[SELECTED EXCERPT]
□ □ □

And that’s not all. Not only is it a matter of reality vs. mythical fairness, it’s also a matter of perspective. Were I to say that it’s unfair for my friend to be able to eat all that junk without getting fat, I would be implying that this:
is actually some kind of desirable thing. it’s so not. And neither is this:
I don’t obsess over the fairness or lack thereof because I’ve learned what good food is. I know what it feels like to eat great food that makes you feel like the proverbial million bucks. I know what it’s like to actually enjoy my food, rather than snarf it down so fast you can hardly remember what it was before it comes back up again. I also know what it’s like to feel good and then eat garbage–and how long it takes to feel great again. When I look at the things I’ve pictured above, I don’t even see them as edible. They’re merely decorations.
You know what’s edible? And delicious? And makes you feel good? Foods from which you never come away feeling sick and hating yourself because you couldn’t stop cramming it down your gullet?
Juicy steak, or thinly sliced roast beef
Spicy chicken wings, with a (fresh) bleu cheese dip
A lovely hard cheddar with some sliced apple or pear
The cream cheese ice cream I came up with a couple days ago
A cup of coffee topped with piles of freshly whipped cream and cinnamon
Big leaves of crispy lettuce holding slices of pastrami and cheese, tomato, spinach, and spicy brown mustard
The chili that sits all day in the crockpot
Brother #4’s all day, slow-cooked, fall-off-onto-the-plate pork shoulder
Brother #3’s homemade blueberry ice cream with blueberries picked that day
The Sister’s shredded cheese chips, to scoop up salsa and homemade guacamole
Anything Sister-in-Law #1 makes
The amazing raw cream Sister-in-Law #2 brought to family reunion–my first taste, and which has ruined me for regular cream ever since
Ritter Sport 73% dark chocolate without any soy or any other emulsifier or thickener–try it exclusively for a month and then try to go back to any chocolate with soy in it. I dare ya.

□ □ □

[RECORD SET]
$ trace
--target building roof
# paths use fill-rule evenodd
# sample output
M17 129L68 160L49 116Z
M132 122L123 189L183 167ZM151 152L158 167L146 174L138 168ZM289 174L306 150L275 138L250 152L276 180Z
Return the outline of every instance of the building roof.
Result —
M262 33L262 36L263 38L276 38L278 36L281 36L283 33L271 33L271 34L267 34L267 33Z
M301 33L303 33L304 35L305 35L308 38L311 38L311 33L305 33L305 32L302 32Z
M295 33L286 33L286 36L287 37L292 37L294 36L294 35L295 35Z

□ □ □

[TASK SET]
• 1. Render this sentence from the excerpt on food in Spanish: "I don’t obsess over the fairness or lack thereof because I’ve learned what good food is."
• 2. Reproduce the passage of the excerpt on food starting with "And that’s not" and going on through "They’re merely decorations.".

[YOUR WRITTEN ANSWERS]
• 1. No me obsesiono con la justicia o la falta de ella porque he aprendido lo que es la buena comida.

• 2.
And that’s not all. Not only is it a matter of reality vs. mythical fairness, it’s also a matter of perspective. Were I to say that it’s unfair for my friend to be able to eat all that junk without getting fat, I would be implying that this:
is actually some kind of desirable thing. it’s so not. And neither is this:
I don’t obsess over the fairness or lack thereof because I’ve learned what good food is. I know what it feels like to eat great food that makes you feel like the proverbial million bucks. I know what it’s like to actually enjoy my food, rather than snarf it down so fast you can hardly remember what it was before it comes back up again. I also know what it’s like to feel good and then eat garbage–and how long it takes to feel great again. When I look at the things I’ve pictured above, I don’t even see them as edible. They’re merely decorations.